▶ **Task goal**: Would you repeat the data below exactly, taking out the images?

▶ **Material for the task**:
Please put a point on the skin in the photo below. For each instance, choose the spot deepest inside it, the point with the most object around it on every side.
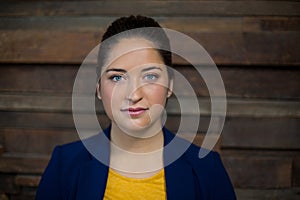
(134, 87)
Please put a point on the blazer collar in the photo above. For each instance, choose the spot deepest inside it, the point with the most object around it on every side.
(93, 176)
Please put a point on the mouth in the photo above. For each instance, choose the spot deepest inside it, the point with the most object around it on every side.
(135, 112)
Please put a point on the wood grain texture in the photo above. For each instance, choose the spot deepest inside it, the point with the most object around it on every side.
(169, 8)
(255, 171)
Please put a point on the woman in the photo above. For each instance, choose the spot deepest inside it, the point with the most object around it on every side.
(135, 81)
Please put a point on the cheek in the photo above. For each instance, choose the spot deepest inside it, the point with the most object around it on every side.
(157, 94)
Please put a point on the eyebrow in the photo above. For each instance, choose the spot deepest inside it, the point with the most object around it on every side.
(124, 71)
(116, 70)
(150, 68)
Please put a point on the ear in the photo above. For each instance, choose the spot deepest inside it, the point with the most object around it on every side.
(98, 91)
(170, 89)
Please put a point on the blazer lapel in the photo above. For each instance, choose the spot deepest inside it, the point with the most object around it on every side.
(179, 181)
(93, 175)
(92, 181)
(179, 174)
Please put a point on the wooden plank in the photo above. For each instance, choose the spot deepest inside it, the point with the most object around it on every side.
(48, 120)
(262, 194)
(244, 48)
(23, 163)
(41, 141)
(238, 80)
(183, 23)
(169, 8)
(58, 79)
(235, 107)
(7, 184)
(296, 172)
(261, 133)
(259, 171)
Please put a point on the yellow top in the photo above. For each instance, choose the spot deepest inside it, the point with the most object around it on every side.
(120, 187)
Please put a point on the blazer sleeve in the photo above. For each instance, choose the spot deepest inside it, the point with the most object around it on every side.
(222, 183)
(49, 186)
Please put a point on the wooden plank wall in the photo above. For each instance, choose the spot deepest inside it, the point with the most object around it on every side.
(254, 43)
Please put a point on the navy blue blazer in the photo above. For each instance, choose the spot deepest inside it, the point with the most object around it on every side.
(74, 173)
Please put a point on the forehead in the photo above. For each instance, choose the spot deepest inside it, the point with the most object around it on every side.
(133, 52)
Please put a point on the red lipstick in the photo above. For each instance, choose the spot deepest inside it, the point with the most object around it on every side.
(134, 112)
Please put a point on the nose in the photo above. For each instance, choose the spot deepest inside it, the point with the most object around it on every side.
(134, 91)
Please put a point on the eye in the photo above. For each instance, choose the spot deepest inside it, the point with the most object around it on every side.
(116, 78)
(151, 77)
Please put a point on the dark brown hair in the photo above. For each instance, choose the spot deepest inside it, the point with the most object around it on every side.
(119, 29)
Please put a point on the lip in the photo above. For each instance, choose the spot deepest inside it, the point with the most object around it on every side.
(134, 112)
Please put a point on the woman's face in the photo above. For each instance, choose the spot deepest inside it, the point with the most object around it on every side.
(134, 86)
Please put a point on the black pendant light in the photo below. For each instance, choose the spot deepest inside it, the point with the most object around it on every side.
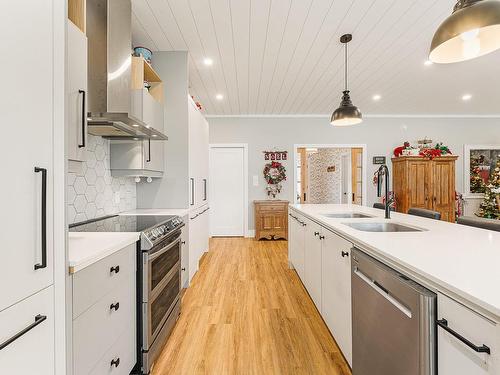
(471, 31)
(347, 114)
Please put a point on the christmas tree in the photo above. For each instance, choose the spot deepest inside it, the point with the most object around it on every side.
(490, 207)
(476, 181)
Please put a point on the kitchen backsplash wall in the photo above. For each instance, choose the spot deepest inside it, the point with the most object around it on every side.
(325, 186)
(93, 192)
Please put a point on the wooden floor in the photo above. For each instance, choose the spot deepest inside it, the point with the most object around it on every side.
(247, 313)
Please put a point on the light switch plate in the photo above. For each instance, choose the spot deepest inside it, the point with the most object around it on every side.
(255, 180)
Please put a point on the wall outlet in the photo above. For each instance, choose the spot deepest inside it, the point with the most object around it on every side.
(255, 180)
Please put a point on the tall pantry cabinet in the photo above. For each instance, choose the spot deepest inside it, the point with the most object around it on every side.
(198, 186)
(425, 183)
(185, 183)
(32, 96)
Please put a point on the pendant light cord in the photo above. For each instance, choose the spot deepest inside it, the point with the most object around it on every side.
(346, 66)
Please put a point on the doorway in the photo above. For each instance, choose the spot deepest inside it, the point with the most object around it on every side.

▶ **Written answer**:
Please put a point on the skin in the photo below. For each instance, choose the spot deepest inside it, the point with the most object around it on every side.
(134, 87)
Please put a point on the blazer collar in the photo above. For each instance, choose the spot deepest inside it, the point with the most object around it on every side.
(93, 176)
Please put a point on the mouth in the photo above. For each instance, choose the spot deepest inside it, the point with the most object around it on every side.
(135, 112)
Please put a point on the wood grain texture in the photo above. For each instance, choose the spot deepest inside it, the point with the most object around it on every side.
(169, 8)
(255, 171)
Please put a point on the woman in the photo above. For each instance, choose the spot deepest inside it, the point with the most object around it on every side.
(135, 81)
Please put a point on the cheek in the photo above. For each instance, choose the spot deepest inside it, the point with the most object around it on every side.
(157, 94)
Please put a point on the eyebrow in the photo above. For each instance, choose the spot deepest inside it, the point with the most object around it on every side.
(124, 71)
(116, 70)
(150, 68)
Please put a point on the ear in the photo above. For each instance, choose the spot deepest inside it, the point with the most object around it on every side.
(98, 91)
(170, 89)
Please put a point on the blazer lapel in the photo above. For each instance, choose the spot deepest inside it, the point with the most object around it on every side.
(179, 181)
(93, 175)
(92, 181)
(179, 174)
Please put a point on the wooden plank in the photo above. For each instance, choose the spot deepest inside it, the point with the most object around it on every side.
(48, 120)
(262, 194)
(244, 48)
(23, 163)
(41, 141)
(238, 80)
(183, 23)
(169, 8)
(58, 79)
(235, 107)
(7, 184)
(296, 172)
(261, 133)
(259, 171)
Please put a point on the yellow top in the photo above. For each instance, choose the spot deepest inside it, the point with the most object around it on every side.
(120, 187)
Please put a point on the blazer sleeve in the photo above. For each instance, choose the spot deepest inside it, the point with the most object around it on every side.
(222, 183)
(49, 186)
Please put a point on the wooden plank wall in the photo above. For each instance, choose the spot deepest inside it, the point with the most object around it on every side.
(254, 43)
Please put a point on the navy blue blazer in the photo above. For each instance, choose the spot deepest inside it, the point with the most object around it on every side.
(74, 173)
Please put a point on the forehead in the photo above. For each instance, choose the spot deepest inside it, the point with the most object around it on every side.
(133, 52)
Please put a point on the red lipstick in the photo above. For each instance, choose the spot deepest inside it, the point with the most object around it on every side.
(134, 112)
Please put a point on the nose in the photo above. For each instance, choose the spot deepest inside it, the point with the most object around it on every side.
(134, 91)
Please put a point on the eye in the photo above. For each instance, choose the spot deepest inside it, the point with the most object around it on every side.
(116, 78)
(151, 77)
Please put a point on the dark brown hair in the photo above. For each instance, choose the spot deepest inside it, the point with the most object around it on every side.
(119, 29)
Please put a point on the lip in the photo above. For each instance, choose the spot deepest inside it, the point with the most object around it on every side.
(134, 112)
Please put a point on the woman's face in the photo above. For each instance, choose the spot deepest inside it, the point with the most object around it on every side.
(134, 86)
Please put a point on the black pendant light in the photo below. For each instance, choose the spot deepest inside it, the point with the most object around it on every side.
(471, 31)
(347, 114)
Please put a point on the christmas tree in the photo above. For each instance, choose the spot deepest inside it, the point with the most object around it on every side.
(490, 207)
(476, 181)
Please put a point on the kitchen backsplash wall in the photo above. For each instance, choose the spot deepest inside it, the point with the most object around it on every side.
(325, 186)
(93, 192)
Please put a point on the wooden floor in the photo above. For each instance, choose the spot deepest inside it, the point with the most object around it on every side.
(247, 313)
Please put a point on the light switch plate in the photo above. For each instance, choose the spot deepest inside it, the point with the most object around it on every side.
(255, 180)
Please put a point on the wall outlet in the photo above. For each instance, choose the spot deepest inside it, the point with the most object around it on every side.
(255, 180)
Please put a point on the tall pantry cabinet in the photo above. For each instance, choose the spot deepest inside it, the point with the most object around it on every side.
(198, 186)
(425, 183)
(185, 183)
(32, 96)
Please put a point on the pendant light cord in the photo above. For each instance, choose the spot deepest inside it, the point with the most object around it on every side.
(346, 66)
Please put a point on the doorway in the photo above. For each instance, choose the spot deepest inside it, the point with the most object around it on every side.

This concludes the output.